Exercise: Reproduce, in full, each line of the material below in which the string "green" appears.

[Named-object pointing records]

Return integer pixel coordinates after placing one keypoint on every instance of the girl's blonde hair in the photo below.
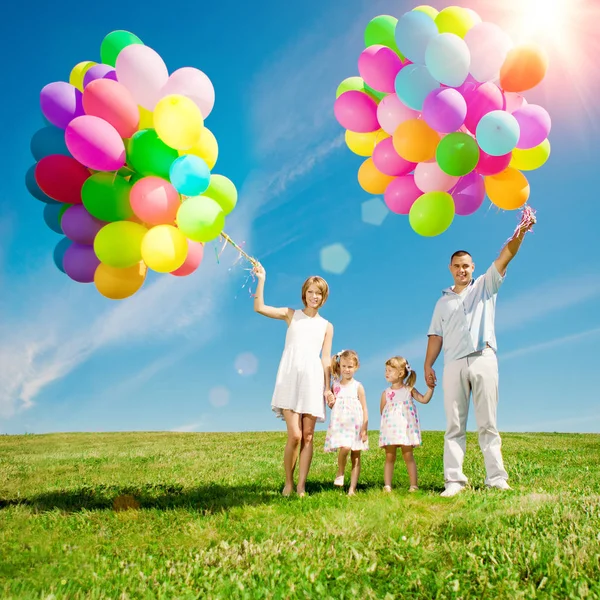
(336, 370)
(320, 283)
(407, 375)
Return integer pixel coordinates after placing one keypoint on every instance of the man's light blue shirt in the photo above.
(465, 321)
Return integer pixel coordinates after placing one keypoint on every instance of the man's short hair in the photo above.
(460, 253)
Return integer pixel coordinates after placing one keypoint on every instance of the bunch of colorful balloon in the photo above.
(124, 166)
(438, 111)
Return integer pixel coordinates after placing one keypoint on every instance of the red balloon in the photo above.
(61, 178)
(192, 261)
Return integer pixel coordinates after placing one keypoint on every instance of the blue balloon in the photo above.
(413, 84)
(48, 140)
(34, 189)
(190, 175)
(498, 133)
(52, 217)
(414, 31)
(59, 252)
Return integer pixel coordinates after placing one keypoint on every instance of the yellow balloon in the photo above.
(428, 10)
(508, 190)
(529, 160)
(78, 72)
(117, 284)
(178, 121)
(363, 144)
(164, 248)
(206, 148)
(456, 20)
(371, 179)
(146, 118)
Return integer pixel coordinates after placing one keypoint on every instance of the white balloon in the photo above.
(488, 45)
(447, 59)
(194, 84)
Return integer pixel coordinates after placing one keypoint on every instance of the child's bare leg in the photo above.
(388, 470)
(355, 458)
(294, 428)
(342, 459)
(411, 465)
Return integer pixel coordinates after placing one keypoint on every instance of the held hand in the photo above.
(260, 272)
(430, 377)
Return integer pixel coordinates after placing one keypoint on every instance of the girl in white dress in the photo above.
(302, 384)
(347, 432)
(399, 419)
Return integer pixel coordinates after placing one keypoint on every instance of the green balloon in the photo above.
(149, 155)
(106, 197)
(357, 84)
(457, 154)
(432, 213)
(119, 244)
(382, 31)
(113, 43)
(223, 192)
(201, 219)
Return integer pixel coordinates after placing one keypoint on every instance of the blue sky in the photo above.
(166, 359)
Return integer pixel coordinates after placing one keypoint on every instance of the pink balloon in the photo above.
(430, 178)
(95, 143)
(387, 160)
(192, 261)
(468, 195)
(194, 84)
(356, 112)
(444, 110)
(154, 201)
(391, 112)
(492, 165)
(112, 102)
(486, 98)
(143, 72)
(401, 194)
(513, 102)
(534, 123)
(378, 66)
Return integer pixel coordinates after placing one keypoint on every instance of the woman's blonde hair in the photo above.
(320, 283)
(407, 375)
(336, 370)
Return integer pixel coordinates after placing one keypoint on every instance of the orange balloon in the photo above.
(415, 141)
(524, 67)
(371, 179)
(508, 190)
(117, 284)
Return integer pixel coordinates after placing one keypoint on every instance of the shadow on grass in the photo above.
(206, 498)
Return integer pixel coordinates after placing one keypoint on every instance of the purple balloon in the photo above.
(534, 124)
(468, 194)
(80, 263)
(445, 110)
(61, 102)
(79, 226)
(99, 72)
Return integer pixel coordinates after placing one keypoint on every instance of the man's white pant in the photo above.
(476, 374)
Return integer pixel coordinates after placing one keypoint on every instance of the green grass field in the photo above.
(169, 515)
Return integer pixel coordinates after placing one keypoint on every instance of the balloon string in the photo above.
(252, 261)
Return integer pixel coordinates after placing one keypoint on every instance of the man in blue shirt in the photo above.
(463, 326)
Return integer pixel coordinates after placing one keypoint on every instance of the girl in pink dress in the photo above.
(347, 432)
(400, 420)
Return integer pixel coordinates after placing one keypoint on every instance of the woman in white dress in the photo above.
(302, 385)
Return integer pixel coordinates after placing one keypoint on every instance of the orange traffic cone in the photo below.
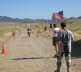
(3, 49)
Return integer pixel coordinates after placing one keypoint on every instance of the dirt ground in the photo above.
(34, 54)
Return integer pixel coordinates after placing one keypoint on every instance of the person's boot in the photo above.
(58, 67)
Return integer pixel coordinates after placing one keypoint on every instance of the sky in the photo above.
(39, 9)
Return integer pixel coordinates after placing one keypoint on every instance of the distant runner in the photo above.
(50, 27)
(55, 39)
(29, 31)
(65, 37)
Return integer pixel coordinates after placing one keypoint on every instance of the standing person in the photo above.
(50, 27)
(55, 39)
(65, 36)
(45, 28)
(29, 31)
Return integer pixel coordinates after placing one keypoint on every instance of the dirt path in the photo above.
(32, 54)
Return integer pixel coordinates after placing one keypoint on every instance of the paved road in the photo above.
(26, 54)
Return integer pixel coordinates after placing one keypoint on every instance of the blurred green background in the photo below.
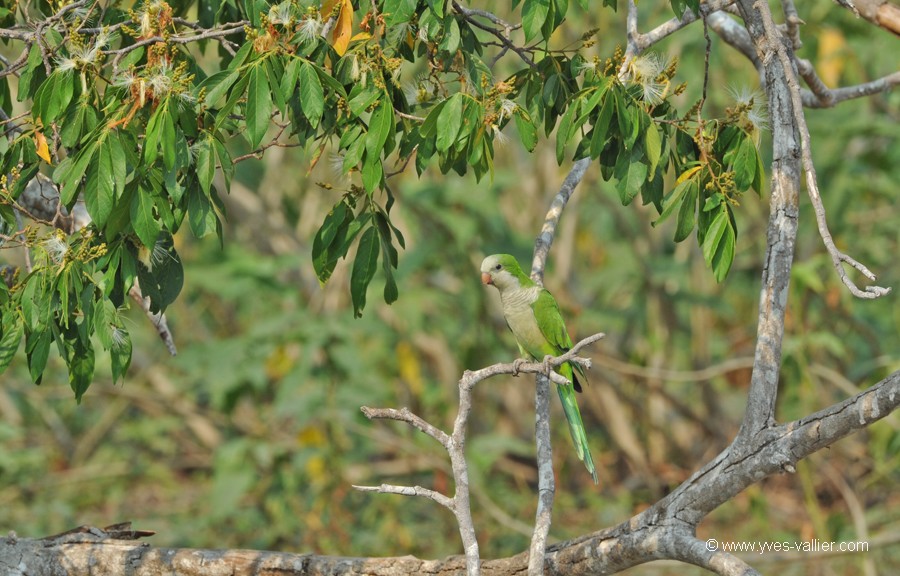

Worked solution:
Return integer pixel coordinates after placing one keypoint on every instance of the green balloon in the photo above.
Return integer pixel coordinates after placing one keypoint on every instance of the green grass field in the photo above.
Return integer pixel coordinates after placing one keypoint on every instance of the blurred green background in the photo below.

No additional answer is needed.